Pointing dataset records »
......

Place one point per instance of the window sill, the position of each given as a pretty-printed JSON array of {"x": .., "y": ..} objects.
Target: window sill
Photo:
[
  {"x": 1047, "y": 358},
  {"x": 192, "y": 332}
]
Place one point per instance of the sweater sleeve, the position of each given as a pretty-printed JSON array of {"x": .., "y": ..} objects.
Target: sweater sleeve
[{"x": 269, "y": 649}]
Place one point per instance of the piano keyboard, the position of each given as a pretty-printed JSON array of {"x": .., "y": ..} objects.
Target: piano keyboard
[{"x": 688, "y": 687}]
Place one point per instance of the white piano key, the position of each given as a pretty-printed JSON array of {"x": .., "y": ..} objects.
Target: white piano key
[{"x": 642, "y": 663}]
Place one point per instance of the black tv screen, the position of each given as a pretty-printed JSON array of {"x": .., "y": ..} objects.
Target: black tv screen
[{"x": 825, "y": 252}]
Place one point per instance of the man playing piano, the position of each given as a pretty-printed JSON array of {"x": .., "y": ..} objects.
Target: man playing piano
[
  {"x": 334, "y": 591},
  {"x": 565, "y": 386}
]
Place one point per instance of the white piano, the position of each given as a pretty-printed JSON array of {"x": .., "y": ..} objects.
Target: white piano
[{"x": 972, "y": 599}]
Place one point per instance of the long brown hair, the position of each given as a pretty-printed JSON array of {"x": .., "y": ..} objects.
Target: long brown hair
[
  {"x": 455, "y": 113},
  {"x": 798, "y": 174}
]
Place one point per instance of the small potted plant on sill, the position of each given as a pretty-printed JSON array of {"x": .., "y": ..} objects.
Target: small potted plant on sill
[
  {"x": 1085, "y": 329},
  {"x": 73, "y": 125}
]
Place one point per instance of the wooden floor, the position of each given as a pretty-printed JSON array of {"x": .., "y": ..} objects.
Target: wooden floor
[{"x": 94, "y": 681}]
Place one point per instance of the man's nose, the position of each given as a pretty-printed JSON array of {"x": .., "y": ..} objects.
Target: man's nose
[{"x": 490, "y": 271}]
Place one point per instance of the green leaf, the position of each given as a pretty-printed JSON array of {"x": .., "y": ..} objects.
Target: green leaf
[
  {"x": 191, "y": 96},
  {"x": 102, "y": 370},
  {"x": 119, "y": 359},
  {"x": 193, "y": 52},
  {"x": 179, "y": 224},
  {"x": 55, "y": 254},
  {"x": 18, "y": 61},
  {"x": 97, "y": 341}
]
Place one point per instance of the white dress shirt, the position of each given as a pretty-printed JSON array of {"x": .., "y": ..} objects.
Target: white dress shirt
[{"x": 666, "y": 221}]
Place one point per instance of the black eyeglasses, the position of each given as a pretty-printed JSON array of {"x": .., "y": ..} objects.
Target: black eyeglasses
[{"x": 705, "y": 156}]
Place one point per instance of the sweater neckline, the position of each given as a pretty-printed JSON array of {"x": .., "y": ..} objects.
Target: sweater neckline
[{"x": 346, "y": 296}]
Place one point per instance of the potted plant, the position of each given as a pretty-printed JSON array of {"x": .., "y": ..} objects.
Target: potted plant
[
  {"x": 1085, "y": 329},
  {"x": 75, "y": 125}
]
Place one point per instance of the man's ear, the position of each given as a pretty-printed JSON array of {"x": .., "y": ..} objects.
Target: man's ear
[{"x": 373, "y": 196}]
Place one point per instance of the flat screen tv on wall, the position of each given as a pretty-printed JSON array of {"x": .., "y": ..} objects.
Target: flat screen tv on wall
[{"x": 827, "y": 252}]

......

Stated task »
Type out the entries again, word for word.

Exercise solution »
Place one point per instance of the window sill, the position of each given as a pretty-printed JSON array of {"x": .., "y": ..} objects.
Target: window sill
Photo:
[
  {"x": 1047, "y": 358},
  {"x": 192, "y": 332}
]
Place one point per instance of the sweater sleeve, the position of each given as a pretty-printed JSON array of {"x": .., "y": ..} objects.
Target: sweater sleeve
[{"x": 269, "y": 649}]
Place one point per instance of the piano keyboard, the position of each given as a pretty-printed JSON array of {"x": .., "y": ..} objects.
Target: piano keyboard
[{"x": 688, "y": 687}]
Place one point per instance of the white piano key, the position of each given as a pretty-printed JSON array of {"x": .., "y": ..} objects.
Target: white piano key
[{"x": 642, "y": 663}]
Place one point per instance of the black tv screen, the position of each given as a pretty-printed JSON array of {"x": .., "y": ..} objects.
Target: black tv screen
[{"x": 825, "y": 252}]
Place one point per instance of the man playing piano, the position of each given as a pretty-printed JSON array of {"x": .., "y": ..} objects.
Target: man playing piano
[
  {"x": 334, "y": 591},
  {"x": 565, "y": 386}
]
Place one point per instance of the white piano, the position of each given as a pretty-printed JSON array of {"x": .., "y": ..} objects.
Target: white piano
[{"x": 972, "y": 599}]
Place one point per instance of the long brown hair, the position of each given as a pretty-printed JSON array of {"x": .., "y": ..} objects.
Target: long brown hair
[
  {"x": 455, "y": 113},
  {"x": 798, "y": 174}
]
Place one point per instance of the small potted plant on sill, the position of each given as a pretty-printed JSON array of {"x": .., "y": ..} objects.
Target: small potted plant on sill
[
  {"x": 1085, "y": 329},
  {"x": 73, "y": 125}
]
Place one point per instance of the wooden floor, the position of each given as a pretty-printed JSON array of {"x": .., "y": ..} objects.
Target: wooden floor
[{"x": 94, "y": 681}]
Place one point per instance of the man's nose, the position of each given as a pretty-printed JSON array of {"x": .., "y": ..} objects.
Target: man's nose
[{"x": 490, "y": 271}]
Place one point per instance of the green leaf, the position of each given as a pretty-printed JSON array of {"x": .., "y": ..} objects.
Target: green leaf
[
  {"x": 191, "y": 96},
  {"x": 102, "y": 370},
  {"x": 119, "y": 359},
  {"x": 193, "y": 52},
  {"x": 179, "y": 224},
  {"x": 55, "y": 254},
  {"x": 18, "y": 61},
  {"x": 97, "y": 341}
]
Place one point per instance of the white dress shirt, the position of each given as a pretty-printed JSON array of {"x": .., "y": ..} objects.
Target: white dress shirt
[{"x": 666, "y": 221}]
Place one point per instance of the black eyeglasses, the position of each given as a pretty-printed JSON array of {"x": .., "y": ..} objects.
Target: black eyeglasses
[{"x": 705, "y": 156}]
Place one point per instance of the sweater neckline, the position of each given as a pretty-printed JSON array of {"x": .., "y": ..} objects.
Target: sweater neckline
[{"x": 346, "y": 296}]
Place one point per instance of the potted plant, the position of each given as a pretty-printed JSON array of {"x": .., "y": ..} objects.
Target: potted plant
[
  {"x": 1085, "y": 329},
  {"x": 75, "y": 125}
]
Place one point per instance of the man's ear, the position of each given as a pretty-printed JSON array of {"x": .., "y": ..} objects.
Target: man's ear
[{"x": 373, "y": 196}]
Place one point per instance of the flat screen tv on wall, the position of each given as a pretty-printed JSON array of {"x": .., "y": ..} objects.
Target: flat screen tv on wall
[{"x": 827, "y": 252}]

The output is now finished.